___ SUPPLIED MATERIAL
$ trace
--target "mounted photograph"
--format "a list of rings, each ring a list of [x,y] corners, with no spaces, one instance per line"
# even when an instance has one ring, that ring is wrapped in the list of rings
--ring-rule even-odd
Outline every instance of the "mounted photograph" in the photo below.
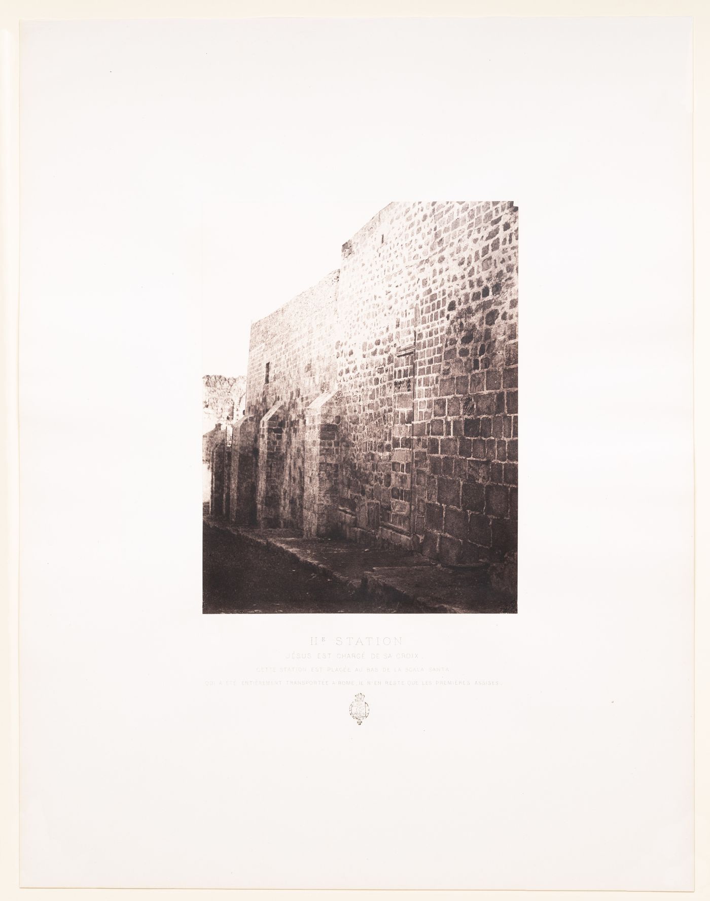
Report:
[[[372,213],[204,376],[205,614],[517,612],[518,207]]]

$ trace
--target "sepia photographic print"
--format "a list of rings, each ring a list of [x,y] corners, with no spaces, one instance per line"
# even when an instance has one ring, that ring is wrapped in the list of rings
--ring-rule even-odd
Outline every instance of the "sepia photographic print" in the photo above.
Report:
[[[204,376],[204,613],[517,612],[518,208],[372,212]]]

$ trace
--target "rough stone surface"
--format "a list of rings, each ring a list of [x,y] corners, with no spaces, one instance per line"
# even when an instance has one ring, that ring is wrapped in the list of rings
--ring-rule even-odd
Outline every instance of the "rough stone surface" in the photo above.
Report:
[[[495,564],[510,589],[517,249],[512,202],[390,204],[254,323],[256,522]]]

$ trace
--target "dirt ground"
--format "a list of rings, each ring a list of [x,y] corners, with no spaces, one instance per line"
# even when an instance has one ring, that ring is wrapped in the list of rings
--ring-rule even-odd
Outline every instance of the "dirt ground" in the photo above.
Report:
[[[239,535],[205,524],[203,613],[420,613],[373,599]]]

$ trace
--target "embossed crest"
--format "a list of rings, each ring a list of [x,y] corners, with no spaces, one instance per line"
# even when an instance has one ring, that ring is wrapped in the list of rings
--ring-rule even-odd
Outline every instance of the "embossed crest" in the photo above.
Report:
[[[367,718],[369,714],[369,707],[365,700],[365,696],[358,693],[355,696],[355,700],[350,704],[350,716],[359,726],[361,726],[362,721]]]

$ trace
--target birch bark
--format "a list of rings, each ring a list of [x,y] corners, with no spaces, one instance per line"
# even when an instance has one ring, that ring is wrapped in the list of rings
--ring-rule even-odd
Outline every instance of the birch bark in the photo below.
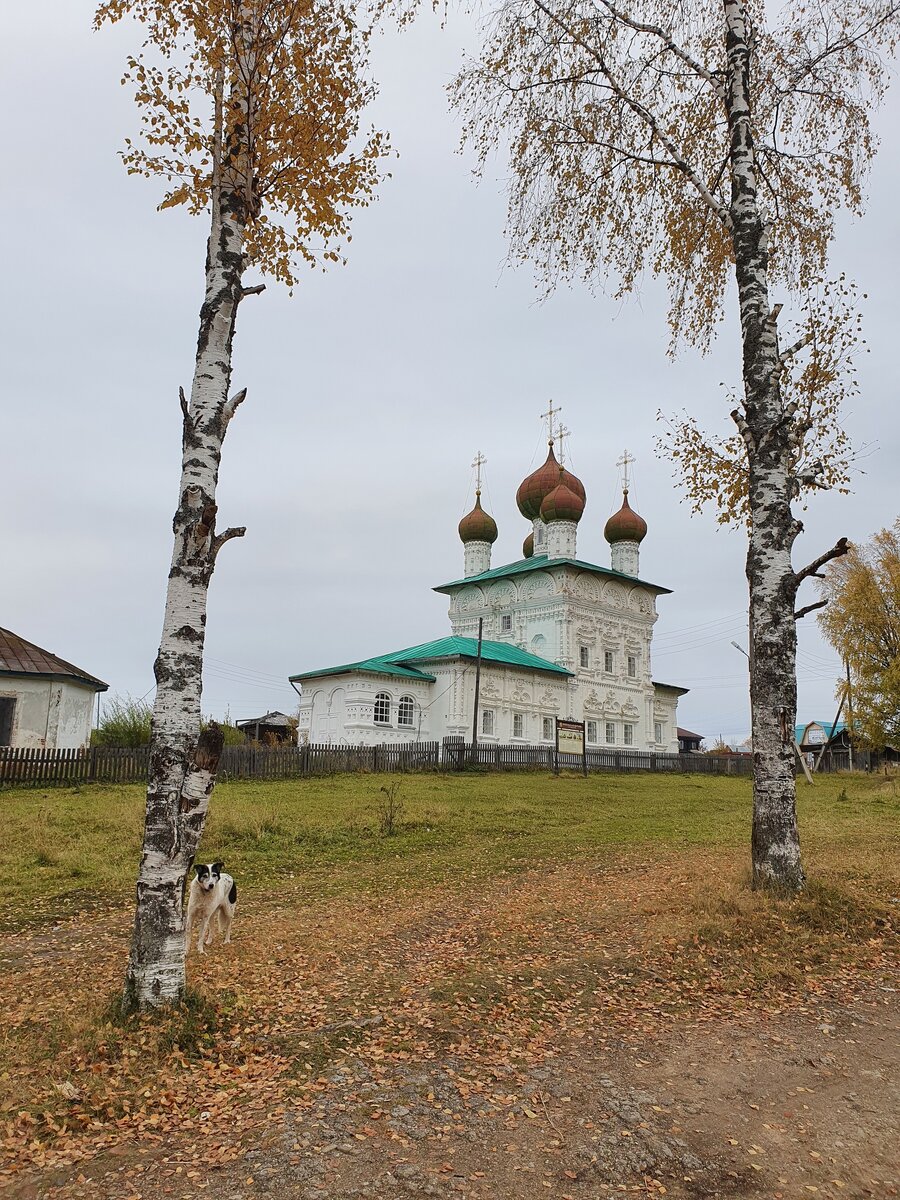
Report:
[[[126,1010],[157,1008],[184,997],[185,882],[222,750],[221,731],[212,727],[200,733],[200,689],[206,596],[216,556],[226,541],[244,534],[244,529],[216,534],[216,486],[222,443],[245,396],[241,391],[228,398],[235,319],[244,295],[244,238],[253,202],[248,184],[256,70],[252,11],[252,5],[244,7],[244,24],[235,31],[238,95],[233,91],[232,100],[238,101],[242,120],[229,132],[224,152],[222,71],[216,86],[205,295],[190,403],[181,395],[181,481],[162,638],[154,665],[156,701],[134,930],[125,977]]]
[[[754,746],[754,887],[803,887],[793,774],[797,712],[797,576],[791,550],[791,428],[779,383],[776,314],[768,293],[768,227],[757,191],[750,113],[750,16],[724,0],[725,106],[731,220],[743,335],[744,413],[732,414],[748,448],[750,542],[750,704]]]

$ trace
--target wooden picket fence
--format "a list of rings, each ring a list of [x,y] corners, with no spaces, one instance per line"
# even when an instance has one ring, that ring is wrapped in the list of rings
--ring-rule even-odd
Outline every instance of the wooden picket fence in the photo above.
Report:
[[[146,779],[148,746],[91,746],[90,750],[40,750],[0,746],[0,787],[48,787],[66,784],[134,784]],[[547,745],[499,745],[480,742],[404,742],[398,745],[226,746],[218,778],[301,779],[354,770],[581,770],[578,755],[556,756]],[[648,754],[596,749],[587,752],[589,772],[677,772],[749,775],[750,758],[702,754]]]
[[[647,750],[588,749],[587,769],[629,773],[634,770],[703,775],[749,775],[749,757],[706,754],[654,754]],[[487,768],[488,770],[582,770],[581,755],[559,754],[548,745],[499,745],[479,742],[445,742],[444,770]]]

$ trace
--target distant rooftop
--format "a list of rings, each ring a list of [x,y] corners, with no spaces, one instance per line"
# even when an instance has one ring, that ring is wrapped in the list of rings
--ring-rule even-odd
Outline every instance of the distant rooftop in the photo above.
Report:
[[[371,674],[400,676],[406,679],[422,679],[426,683],[434,683],[434,676],[427,674],[413,662],[437,662],[442,659],[475,659],[478,656],[478,641],[474,637],[439,637],[433,642],[422,642],[421,646],[410,646],[406,650],[395,650],[391,654],[379,654],[372,659],[361,659],[359,662],[346,662],[340,667],[324,667],[319,671],[304,671],[300,674],[289,676],[292,683],[296,679],[318,679],[323,676],[350,674],[362,671]],[[481,642],[481,658],[485,662],[496,662],[503,666],[522,667],[526,671],[546,671],[550,674],[570,676],[572,672],[560,667],[557,662],[550,662],[536,654],[520,650],[517,646],[509,646],[506,642]]]
[[[545,571],[554,566],[574,566],[580,571],[619,580],[622,583],[637,583],[658,595],[670,595],[672,592],[671,588],[661,588],[658,583],[648,583],[646,580],[638,580],[635,575],[624,575],[608,566],[583,563],[580,558],[547,558],[546,554],[533,554],[530,558],[521,558],[517,563],[509,563],[506,566],[494,566],[491,571],[481,571],[480,575],[468,575],[466,578],[454,580],[452,583],[442,583],[439,587],[432,588],[432,592],[450,592],[454,588],[464,587],[467,583],[485,583],[488,580],[503,580],[509,575],[527,575],[529,571]]]
[[[284,713],[266,713],[265,716],[247,716],[242,721],[235,721],[235,726],[241,730],[245,725],[272,725],[276,727],[289,728],[290,718]]]
[[[0,629],[0,676],[26,674],[38,679],[74,679],[95,691],[106,691],[109,684],[80,667],[43,650],[8,629]]]

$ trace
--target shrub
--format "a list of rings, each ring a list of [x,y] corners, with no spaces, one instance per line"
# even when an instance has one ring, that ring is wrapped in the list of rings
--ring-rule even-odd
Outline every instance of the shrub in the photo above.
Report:
[[[150,744],[152,706],[145,700],[112,696],[103,703],[100,728],[91,734],[97,746],[145,746]]]

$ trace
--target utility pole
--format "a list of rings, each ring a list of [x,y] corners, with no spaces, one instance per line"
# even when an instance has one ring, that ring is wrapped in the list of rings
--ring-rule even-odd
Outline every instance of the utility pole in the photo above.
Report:
[[[840,702],[840,704],[838,704],[838,715],[835,716],[834,724],[832,725],[832,737],[830,738],[826,738],[824,742],[822,743],[822,749],[818,751],[818,756],[816,758],[816,764],[812,768],[812,774],[814,775],[818,770],[818,764],[822,761],[822,757],[823,757],[826,750],[828,749],[828,743],[832,740],[832,738],[834,738],[834,734],[835,734],[835,732],[838,730],[838,721],[841,719],[841,713],[844,712],[844,701],[846,698],[847,698],[847,689],[844,688],[844,689],[841,689],[841,702]],[[852,754],[852,751],[851,751],[851,754]],[[828,755],[828,763],[829,763],[829,766],[832,768],[834,768],[834,758],[832,757],[830,754]]]
[[[478,618],[478,652],[475,654],[475,708],[472,714],[472,761],[478,756],[478,694],[481,689],[481,635],[485,629],[485,618]]]

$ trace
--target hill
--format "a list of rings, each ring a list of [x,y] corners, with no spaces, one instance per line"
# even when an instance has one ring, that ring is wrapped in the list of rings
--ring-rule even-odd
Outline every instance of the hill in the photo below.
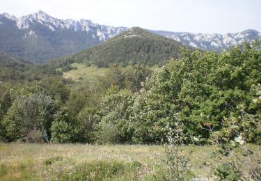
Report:
[[[65,63],[84,62],[98,67],[108,67],[110,63],[161,65],[179,57],[181,47],[184,46],[171,38],[134,27],[94,47],[56,60],[54,64],[62,66]]]
[[[45,63],[93,47],[127,29],[98,24],[88,19],[58,19],[42,10],[21,17],[2,13],[0,51],[25,60]],[[148,31],[183,45],[219,52],[244,41],[261,40],[261,33],[251,29],[226,34]]]
[[[56,72],[44,65],[0,52],[0,82],[21,83],[40,80]]]

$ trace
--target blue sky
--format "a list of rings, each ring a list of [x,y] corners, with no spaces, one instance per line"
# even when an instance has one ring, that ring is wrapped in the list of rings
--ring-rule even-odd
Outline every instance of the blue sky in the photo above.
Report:
[[[38,10],[61,19],[87,19],[114,26],[225,33],[261,32],[261,0],[0,0],[0,13]]]

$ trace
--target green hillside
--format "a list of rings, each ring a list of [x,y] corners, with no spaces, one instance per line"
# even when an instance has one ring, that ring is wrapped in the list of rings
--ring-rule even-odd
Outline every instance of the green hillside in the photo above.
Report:
[[[184,47],[180,42],[134,27],[93,48],[58,59],[53,64],[56,67],[75,62],[97,67],[108,67],[114,63],[161,65],[180,57],[180,47]]]
[[[33,81],[56,74],[49,67],[35,65],[20,57],[0,52],[1,82]]]

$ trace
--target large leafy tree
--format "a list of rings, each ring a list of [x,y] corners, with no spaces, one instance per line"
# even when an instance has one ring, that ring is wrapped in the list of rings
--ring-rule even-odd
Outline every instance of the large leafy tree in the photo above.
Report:
[[[22,139],[32,130],[40,131],[49,137],[56,110],[55,102],[43,93],[17,98],[3,120],[6,139]]]
[[[188,136],[209,136],[209,128],[223,127],[224,118],[237,107],[255,114],[251,86],[261,81],[261,52],[258,42],[246,44],[218,55],[182,50],[146,82],[136,96],[132,120],[134,141],[157,142],[165,139],[167,125],[177,113]]]

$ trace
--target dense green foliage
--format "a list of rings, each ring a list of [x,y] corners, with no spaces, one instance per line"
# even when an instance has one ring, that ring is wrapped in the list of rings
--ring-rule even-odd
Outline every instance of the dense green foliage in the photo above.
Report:
[[[209,130],[259,143],[260,51],[258,42],[220,55],[182,49],[152,75],[139,64],[111,64],[95,82],[70,84],[58,75],[22,87],[4,82],[0,136],[17,141],[36,130],[58,143],[161,143],[178,118],[187,143],[207,143]]]
[[[184,46],[174,40],[134,27],[93,48],[58,59],[54,64],[56,67],[74,62],[98,67],[108,67],[113,63],[162,65],[180,56],[180,47]]]

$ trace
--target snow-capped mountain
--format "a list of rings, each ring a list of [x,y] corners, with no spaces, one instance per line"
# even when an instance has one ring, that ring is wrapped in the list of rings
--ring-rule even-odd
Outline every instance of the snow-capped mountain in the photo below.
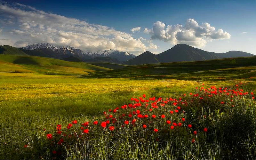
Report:
[[[56,47],[48,43],[31,44],[22,48],[27,50],[37,49],[40,50],[40,51],[43,52],[46,52],[46,50],[44,50],[43,51],[43,50],[42,50],[42,48],[50,49],[55,54],[52,55],[52,57],[57,57],[60,59],[72,56],[84,60],[86,60],[92,59],[98,57],[103,57],[116,59],[120,62],[125,62],[136,57],[136,56],[127,52],[113,49],[104,51],[84,52],[80,49],[71,46]],[[51,54],[52,54],[52,52]],[[49,55],[49,54],[46,54]],[[38,55],[38,56],[40,56]]]
[[[52,50],[57,50],[58,49],[58,47],[52,45],[49,43],[38,43],[37,44],[34,44],[28,45],[24,47],[21,48],[26,50],[32,50],[41,48],[48,48]]]
[[[89,52],[87,53],[94,58],[98,57],[106,57],[116,59],[122,61],[125,61],[136,57],[132,54],[127,52],[113,49]]]

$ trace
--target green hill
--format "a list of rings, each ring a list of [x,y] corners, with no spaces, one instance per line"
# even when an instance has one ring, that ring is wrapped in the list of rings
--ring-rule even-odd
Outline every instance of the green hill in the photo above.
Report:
______
THE PROBLEM >> Can you format the stretch from the first line through the line containing "[[[204,376],[204,613],[517,612],[518,208],[372,212]]]" as a Markdown table with the columns No. and Text, one row per line, with blank lines skipped and the pictures left out?

RESULT OF THIS TASK >>
| No. | Text |
|---|---|
| 1 | $ trace |
| 2 | --target "mounted photograph" |
| 3 | --format "a list of rings, each ring a list of [x,y] corners, with no spaces, one instance per line" |
| 4 | # even when an instance has one ring, that ring is wrapped in the list of rings |
| 5 | --ring-rule even-odd |
| 6 | Outline every instance of the "mounted photograph" in the photo below. |
| 7 | Report: |
| 8 | [[[372,213],[204,376],[205,614],[517,612],[518,207]]] |
| 9 | $ trace |
| 10 | --target "sepia photographic print" |
| 11 | --format "a list of rings, each ring a list of [x,y] corners, with no spaces, one instance per line" |
| 12 | # even when an instance has one ring, that ring is wrapped in the list of rings |
| 13 | --ring-rule even-odd |
| 14 | Outline every instance of the "sepia photographic print" in the photo above. |
| 15 | Report: |
| 16 | [[[204,376],[204,613],[517,612],[518,208],[372,212]]] |